### THINGS TO DO
1 > Reproduce, unchanged, the part of the forum thread that opens with the words containing "## Anorion (Feb" and closes with "is an illusion.".
2 > In the forum thread, what does Liverpool_fan ask the admins to post?
3 > Decide whether each statement agrees with the forum thread, answering yes or no and quoting the words of the forum thread that settle it: (a) Anorion says spammers will always be a step ahead of both mods and bots. (b) victor_rambo says change cannot happen without mod powers. (c) rhitwick consolidated points from the suggestions thread.

### GIVEN PASSAGE
• • • • •
Well...only if I had the powers.

BTW, you are correct that there is no point in arguing with me. Its up for the whole forum to see what has been going here for sometime now...so arguing with me is not going to do any good to you.


----------



## kalpik (Feb 23, 2009)

So.. Its all about powers aint it? Common.. There are better ways to ask (read beg) for moderator ship than opening threads like this


----------



## victor_rambo (Feb 23, 2009)

kalpik said:


> So.. Its all about powers aint it? Common.. There are better ways to ask (read beg) for moderator ship than opening threads like this


Well...no one is begging for "moderator ship". You may equate "powers" with "moderator ship"...but in that case....we all have seen how "powerful" you 18 guyz' moderator ship has been.

As for me, I don't need moderator ship to make the change happen. Ofcourse, mod powers would have made things easier, but change will happen without that too.

If majority of the 18 guys can have powers and still not do it, then I am justified in begging for moderator ship because I want to make the change happen rather than taking sitting idle and use such threads for telling the people that being mod is such a tough job.


----------



## Anorion (Feb 23, 2009)

err...
Ok, I've seen mods being partial, and I've seen abuse of power too. But these things do not come in the way of good posts. There are people here who are admins/mods on other forums, and this whole "power" thing is an illusion. 
The feedback is really appreciated, and keep at it, but don't be more aggressive than you need to be. 
Spammers will be a step ahead of both mods and bots always, and are a pain. They usually get handled. Encourage the noobs too, everyone makes mistakes in the first few days or so.


----------



## Liverpool_fan (Feb 23, 2009)

^^^
Well said...

And I don't have much problem in the forum anyways except that it goes down sometimes....and that has nothing to do with modship...

Could you guys (admins) please post when and Why the forum goes down sometimes?


----------



## The_Devil_Himself (Feb 23, 2009)

victor_rambo for prez.


----------



## rhitwick (Feb 23, 2009)

*@Anorion*, as an Admin is visiting this thread (and reading it too!!!), I'm being too optimistic and posting some points which people here is asking/suggesting to improve the forum.
I've consolidated from "Measuring a thread..." and "Complaints/Whinning...." thread. Was too lazy to visit suggestions thread. (Sorry)
• • • • •
Records excerpted from a collection

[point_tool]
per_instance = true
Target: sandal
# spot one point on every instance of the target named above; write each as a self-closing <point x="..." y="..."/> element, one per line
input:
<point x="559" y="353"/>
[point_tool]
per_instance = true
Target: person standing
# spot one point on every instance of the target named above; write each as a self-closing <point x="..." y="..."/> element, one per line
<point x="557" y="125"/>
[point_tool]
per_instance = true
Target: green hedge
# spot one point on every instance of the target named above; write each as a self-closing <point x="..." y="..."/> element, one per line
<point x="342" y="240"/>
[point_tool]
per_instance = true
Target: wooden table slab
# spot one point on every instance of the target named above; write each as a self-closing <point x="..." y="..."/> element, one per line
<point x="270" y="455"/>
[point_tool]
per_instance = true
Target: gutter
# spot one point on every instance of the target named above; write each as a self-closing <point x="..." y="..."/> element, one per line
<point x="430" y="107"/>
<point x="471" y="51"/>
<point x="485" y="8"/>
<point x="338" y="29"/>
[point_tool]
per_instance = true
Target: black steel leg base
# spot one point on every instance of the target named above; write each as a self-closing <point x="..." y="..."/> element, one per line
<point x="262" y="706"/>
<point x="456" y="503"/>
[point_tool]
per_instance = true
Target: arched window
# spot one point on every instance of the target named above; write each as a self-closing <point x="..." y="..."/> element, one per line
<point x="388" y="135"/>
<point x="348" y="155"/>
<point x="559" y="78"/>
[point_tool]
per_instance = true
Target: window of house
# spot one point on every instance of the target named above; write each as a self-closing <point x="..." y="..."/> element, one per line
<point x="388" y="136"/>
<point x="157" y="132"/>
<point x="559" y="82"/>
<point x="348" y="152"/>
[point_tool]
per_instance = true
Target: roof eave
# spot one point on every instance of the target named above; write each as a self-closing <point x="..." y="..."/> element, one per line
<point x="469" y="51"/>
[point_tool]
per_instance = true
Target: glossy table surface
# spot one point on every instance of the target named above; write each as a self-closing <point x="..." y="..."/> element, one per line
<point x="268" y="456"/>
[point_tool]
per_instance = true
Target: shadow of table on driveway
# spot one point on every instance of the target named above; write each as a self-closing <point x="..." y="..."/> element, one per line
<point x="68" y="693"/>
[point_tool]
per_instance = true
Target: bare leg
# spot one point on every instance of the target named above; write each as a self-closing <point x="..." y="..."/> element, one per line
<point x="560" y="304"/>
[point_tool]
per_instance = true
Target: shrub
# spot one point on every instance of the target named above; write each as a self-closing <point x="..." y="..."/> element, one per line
• • • • •
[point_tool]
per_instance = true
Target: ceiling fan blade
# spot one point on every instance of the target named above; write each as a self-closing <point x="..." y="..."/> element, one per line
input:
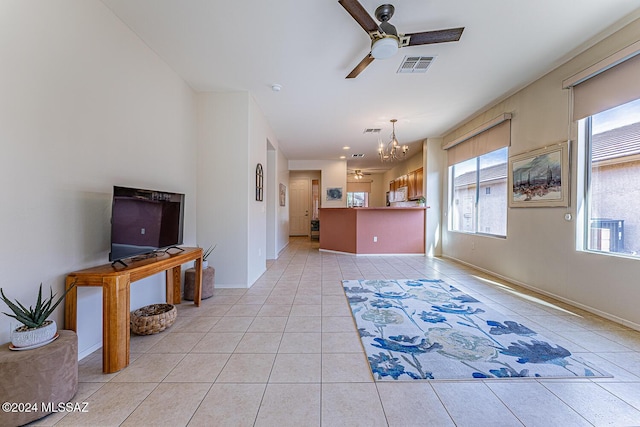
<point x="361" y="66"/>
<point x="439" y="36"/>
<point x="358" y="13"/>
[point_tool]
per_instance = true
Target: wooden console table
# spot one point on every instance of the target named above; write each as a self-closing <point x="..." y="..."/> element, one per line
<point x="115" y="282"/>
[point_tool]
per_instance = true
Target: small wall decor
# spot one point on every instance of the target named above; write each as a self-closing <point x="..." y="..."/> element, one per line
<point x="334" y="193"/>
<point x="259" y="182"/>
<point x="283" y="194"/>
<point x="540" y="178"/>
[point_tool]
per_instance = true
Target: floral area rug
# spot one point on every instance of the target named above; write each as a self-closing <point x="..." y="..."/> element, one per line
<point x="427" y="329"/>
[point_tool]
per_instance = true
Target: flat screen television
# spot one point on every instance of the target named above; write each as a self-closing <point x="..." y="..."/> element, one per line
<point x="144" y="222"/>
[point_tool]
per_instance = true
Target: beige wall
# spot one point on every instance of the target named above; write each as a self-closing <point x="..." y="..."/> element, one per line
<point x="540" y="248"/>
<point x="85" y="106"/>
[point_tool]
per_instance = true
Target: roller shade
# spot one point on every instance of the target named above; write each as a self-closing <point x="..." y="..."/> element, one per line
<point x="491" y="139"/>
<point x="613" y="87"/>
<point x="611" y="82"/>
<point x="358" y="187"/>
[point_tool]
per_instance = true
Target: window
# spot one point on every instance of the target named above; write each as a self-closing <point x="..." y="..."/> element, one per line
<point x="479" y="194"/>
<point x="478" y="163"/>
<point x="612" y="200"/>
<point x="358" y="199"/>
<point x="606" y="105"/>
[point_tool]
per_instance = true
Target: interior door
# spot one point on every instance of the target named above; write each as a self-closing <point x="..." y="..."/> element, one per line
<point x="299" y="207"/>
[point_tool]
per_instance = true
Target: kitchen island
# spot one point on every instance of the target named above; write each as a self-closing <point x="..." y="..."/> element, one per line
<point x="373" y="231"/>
• • • • •
### RESPONSES
1 >
## Anorion (Feb 23, 2009)

err...
Ok, I've seen mods being partial, and I've seen abuse of power too. But these things do not come in the way of good posts. There are people here who are admins/mods on other forums, and this whole "power" thing is an illusion.

2 > When and why the forum goes down sometimes.

3 >
(a) Yes: "Spammers will be a step ahead of both mods and bots always"
(b) No: "change will happen without that too."
(c) No: "Was too lazy to visit suggestions thread."